* **Description of the task**
Copy out the entire listing below line for line, reproducing every character without change.

* **Material provided**
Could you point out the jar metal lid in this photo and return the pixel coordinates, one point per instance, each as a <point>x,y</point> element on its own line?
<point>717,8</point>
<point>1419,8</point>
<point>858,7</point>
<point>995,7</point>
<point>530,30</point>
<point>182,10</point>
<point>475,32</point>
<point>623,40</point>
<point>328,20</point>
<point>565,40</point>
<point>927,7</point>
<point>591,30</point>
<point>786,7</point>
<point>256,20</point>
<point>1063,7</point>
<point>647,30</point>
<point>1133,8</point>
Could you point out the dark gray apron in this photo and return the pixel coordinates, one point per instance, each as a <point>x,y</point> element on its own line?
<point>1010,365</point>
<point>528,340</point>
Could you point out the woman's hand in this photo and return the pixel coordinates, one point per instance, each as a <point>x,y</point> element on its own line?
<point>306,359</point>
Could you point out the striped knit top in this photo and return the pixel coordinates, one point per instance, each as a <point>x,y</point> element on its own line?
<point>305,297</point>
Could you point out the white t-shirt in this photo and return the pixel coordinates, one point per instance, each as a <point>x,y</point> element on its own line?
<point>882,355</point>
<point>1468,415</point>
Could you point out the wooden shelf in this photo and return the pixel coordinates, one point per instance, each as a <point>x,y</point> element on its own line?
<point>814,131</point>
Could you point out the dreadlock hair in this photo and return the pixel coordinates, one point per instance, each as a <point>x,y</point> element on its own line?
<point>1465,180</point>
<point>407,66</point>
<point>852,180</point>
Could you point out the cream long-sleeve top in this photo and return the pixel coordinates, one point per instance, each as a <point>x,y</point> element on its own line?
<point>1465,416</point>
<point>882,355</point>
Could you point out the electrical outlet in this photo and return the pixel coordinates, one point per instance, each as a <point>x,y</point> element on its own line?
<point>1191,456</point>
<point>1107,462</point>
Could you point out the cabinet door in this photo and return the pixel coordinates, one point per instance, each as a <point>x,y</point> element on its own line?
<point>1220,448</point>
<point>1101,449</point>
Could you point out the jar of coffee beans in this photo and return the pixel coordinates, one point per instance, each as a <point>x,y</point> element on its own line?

* **Written solution**
Could you point out the jar metal lid in this photo and return the pixel coordinates, one point per instance, each as a <point>x,y</point> element on its own line?
<point>717,8</point>
<point>1419,8</point>
<point>858,7</point>
<point>995,7</point>
<point>530,30</point>
<point>182,10</point>
<point>475,32</point>
<point>623,40</point>
<point>328,20</point>
<point>565,40</point>
<point>927,7</point>
<point>591,30</point>
<point>786,7</point>
<point>256,20</point>
<point>1063,7</point>
<point>647,30</point>
<point>1133,8</point>
Could you point out the dark gray apron in this photo and return the pixel coordinates, one point per instance, each as a <point>x,y</point> element on its own line?
<point>1010,365</point>
<point>528,340</point>
Could you point out the woman's hand in this photo and return the pixel coordinates, one point per instance, each as a <point>x,y</point> element on its own line?
<point>306,359</point>
Could you point out the striped knit top in this photo and return the pixel coordinates, one point per instance, each as a <point>x,y</point> element on its own line?
<point>305,297</point>
Could you point out the white t-shirt in this photo and return the pixel coordinates, one point per instance, each as a <point>x,y</point> element on its own line?
<point>882,355</point>
<point>1468,415</point>
Could you point out the wooden shelf in this photo and return the pixel coordinates, one point per instance, each as a <point>x,y</point> element on its own line?
<point>814,131</point>
Could you point out the dreadlock hair in this photo and return the pixel coordinates, one point per instance, each as a <point>x,y</point> element on its own line?
<point>1465,180</point>
<point>407,66</point>
<point>852,180</point>
Could you point out the cream long-sleeve top in this photo and return the pixel coordinates, one point per instance, each as a <point>x,y</point> element on its own line?
<point>1465,416</point>
<point>882,355</point>
Could you point out the electrical outlet in this photo and return the pixel coordinates, one point per instance, each as a <point>x,y</point> element on its own line?
<point>1191,456</point>
<point>1107,462</point>
Could you point out the cabinet door in this photo and return the pixel coordinates, one point per instance, each as a <point>x,y</point> element on its own line?
<point>1220,448</point>
<point>1101,449</point>
Could you point out the jar of coffee beans in this photo and return the pixel coordinates, one point per instance, each as a <point>x,y</point> element on its own line?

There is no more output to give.